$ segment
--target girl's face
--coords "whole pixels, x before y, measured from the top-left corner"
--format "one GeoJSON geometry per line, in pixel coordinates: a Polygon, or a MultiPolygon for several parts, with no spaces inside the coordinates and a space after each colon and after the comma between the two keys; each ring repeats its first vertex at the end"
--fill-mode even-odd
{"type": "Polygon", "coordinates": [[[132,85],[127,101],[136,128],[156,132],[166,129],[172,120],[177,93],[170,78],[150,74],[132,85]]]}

────────────────────────────────────────

- ACTION ITEM: Copy out the data above, word for word.

- EXERCISE RESULT:
$ segment
--target girl's face
--coords "whole pixels, x before y, measured from the top-left corner"
--format "one GeoJSON geometry per line, in pixel coordinates: a Polygon, or a MultiPolygon for several parts, with no spaces inside the coordinates and a space after each colon and after the comma between the two keys; each ring repeats its first vertex at the end"
--fill-mode even-odd
{"type": "Polygon", "coordinates": [[[132,85],[127,101],[136,128],[156,132],[166,129],[172,120],[177,93],[170,78],[150,74],[132,85]]]}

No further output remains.